**Given problem**
Write out all the entries below again, replacing every occurrence of "sample run" with "demo run" and changing nothing else. Leave the pictures out of your version.

**Given records**
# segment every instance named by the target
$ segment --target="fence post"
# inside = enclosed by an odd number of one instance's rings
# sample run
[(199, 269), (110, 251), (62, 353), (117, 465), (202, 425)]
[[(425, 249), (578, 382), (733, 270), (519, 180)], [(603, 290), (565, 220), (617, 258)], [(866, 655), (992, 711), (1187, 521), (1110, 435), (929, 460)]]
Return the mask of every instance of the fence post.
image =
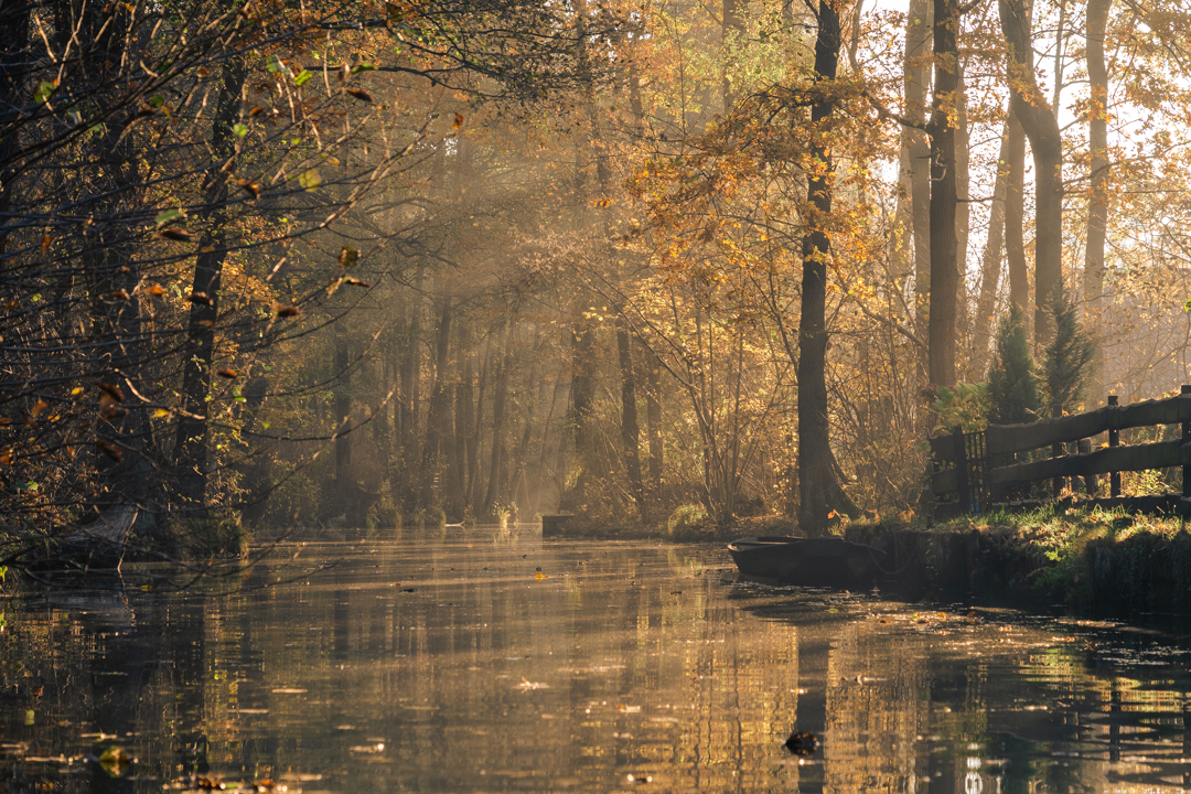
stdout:
[(972, 486), (968, 483), (967, 476), (967, 446), (964, 443), (964, 431), (960, 427), (952, 431), (952, 442), (955, 444), (955, 484), (960, 492), (960, 505), (965, 513), (971, 513)]
[[(1116, 405), (1117, 398), (1115, 394), (1109, 395), (1109, 405)], [(1121, 431), (1116, 427), (1109, 429), (1109, 446), (1121, 445)], [(1109, 496), (1116, 499), (1121, 495), (1121, 473), (1114, 471), (1109, 475)]]
[[(1059, 419), (1060, 417), (1062, 417), (1062, 411), (1054, 409), (1050, 412), (1052, 419)], [(1050, 457), (1062, 457), (1064, 452), (1067, 451), (1066, 449), (1064, 449), (1065, 446), (1066, 444), (1052, 444)], [(1053, 493), (1055, 499), (1058, 499), (1059, 494), (1062, 493), (1062, 486), (1066, 482), (1066, 480), (1067, 480), (1066, 477), (1055, 477), (1054, 480), (1050, 481), (1050, 492)]]
[[(1191, 395), (1191, 386), (1184, 383), (1183, 388), (1179, 390), (1184, 398)], [(1183, 438), (1180, 444), (1191, 443), (1191, 418), (1184, 414), (1183, 419)], [(1191, 465), (1183, 464), (1183, 498), (1191, 499)], [(1180, 511), (1181, 512), (1181, 511)]]

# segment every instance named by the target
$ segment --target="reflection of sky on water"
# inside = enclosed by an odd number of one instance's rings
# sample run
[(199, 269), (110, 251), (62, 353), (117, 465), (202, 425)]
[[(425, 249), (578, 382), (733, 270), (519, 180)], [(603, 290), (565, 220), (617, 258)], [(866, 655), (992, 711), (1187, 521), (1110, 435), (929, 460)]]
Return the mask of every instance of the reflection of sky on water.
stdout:
[[(6, 794), (1186, 784), (1186, 649), (1153, 632), (741, 583), (715, 548), (450, 529), (300, 556), (332, 555), (235, 595), (2, 604)], [(781, 750), (796, 727), (821, 749)], [(82, 758), (113, 744), (118, 779)]]

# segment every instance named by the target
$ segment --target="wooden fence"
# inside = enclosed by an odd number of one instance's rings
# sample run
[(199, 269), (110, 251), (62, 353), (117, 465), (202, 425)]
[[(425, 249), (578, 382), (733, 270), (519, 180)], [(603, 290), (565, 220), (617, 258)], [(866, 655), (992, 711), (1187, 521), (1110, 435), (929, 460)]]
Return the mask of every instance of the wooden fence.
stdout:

**Solution for this problem**
# segment every instance named by the target
$ segment --target="fence post"
# inside = enclosed by an odd number of one instance's rings
# demo run
[(199, 269), (110, 251), (62, 353), (117, 465), (202, 425)]
[[(425, 249), (578, 382), (733, 270), (519, 180)], [(603, 290), (565, 220), (617, 258)], [(866, 655), (992, 711), (1187, 521), (1110, 435), (929, 460)]]
Return the mask of every instance of the fence post.
image =
stdout:
[(972, 486), (968, 483), (967, 476), (967, 446), (964, 443), (964, 431), (960, 427), (952, 431), (952, 442), (955, 444), (955, 484), (960, 492), (960, 505), (965, 513), (971, 513)]
[[(1116, 405), (1117, 398), (1115, 394), (1109, 395), (1109, 405)], [(1121, 431), (1116, 427), (1109, 429), (1109, 446), (1121, 445)], [(1109, 496), (1116, 499), (1121, 495), (1121, 473), (1114, 471), (1109, 475)]]
[[(1059, 419), (1060, 417), (1062, 417), (1062, 411), (1054, 409), (1050, 412), (1052, 419)], [(1050, 457), (1062, 457), (1064, 452), (1067, 451), (1066, 449), (1064, 449), (1065, 446), (1066, 444), (1052, 444)], [(1053, 493), (1055, 499), (1058, 499), (1059, 494), (1062, 493), (1062, 486), (1066, 482), (1066, 480), (1067, 480), (1066, 477), (1055, 477), (1054, 480), (1050, 481), (1050, 492)]]
[[(1191, 395), (1191, 386), (1184, 383), (1183, 388), (1179, 390), (1184, 398)], [(1183, 438), (1180, 444), (1191, 443), (1191, 418), (1184, 414), (1183, 419)], [(1191, 465), (1183, 464), (1183, 498), (1191, 499)], [(1180, 511), (1181, 512), (1181, 511)]]

# segment every instance named by the target
$ segment --target="reflection of sky on water"
# inside = enclosed by an odd number of one instance's rings
# demo run
[(199, 269), (110, 251), (62, 353), (117, 465), (202, 425)]
[[(425, 249), (578, 382), (733, 270), (519, 180)], [(603, 290), (565, 220), (617, 258)], [(866, 655), (992, 711), (1187, 521), (1110, 435), (929, 460)]]
Return the mask of every instance of the reflection of sky on water.
stdout:
[[(6, 794), (1186, 784), (1186, 649), (1153, 632), (741, 583), (715, 548), (450, 529), (300, 556), (332, 555), (235, 595), (2, 604)], [(781, 750), (796, 727), (821, 749)], [(82, 758), (113, 744), (118, 779)]]

# segment every instance named by the target
$ segment --target="wooden fence"
# inside = enclosed by an odd number of one instance's rings
# demo run
[(199, 269), (110, 251), (62, 353), (117, 465), (202, 425)]
[[(425, 249), (578, 382), (733, 270), (519, 180)], [(603, 290), (565, 220), (617, 258)], [(866, 655), (992, 711), (1187, 521), (1110, 435), (929, 460)]]
Return the mask of every instance of the wooden fence.
stdout:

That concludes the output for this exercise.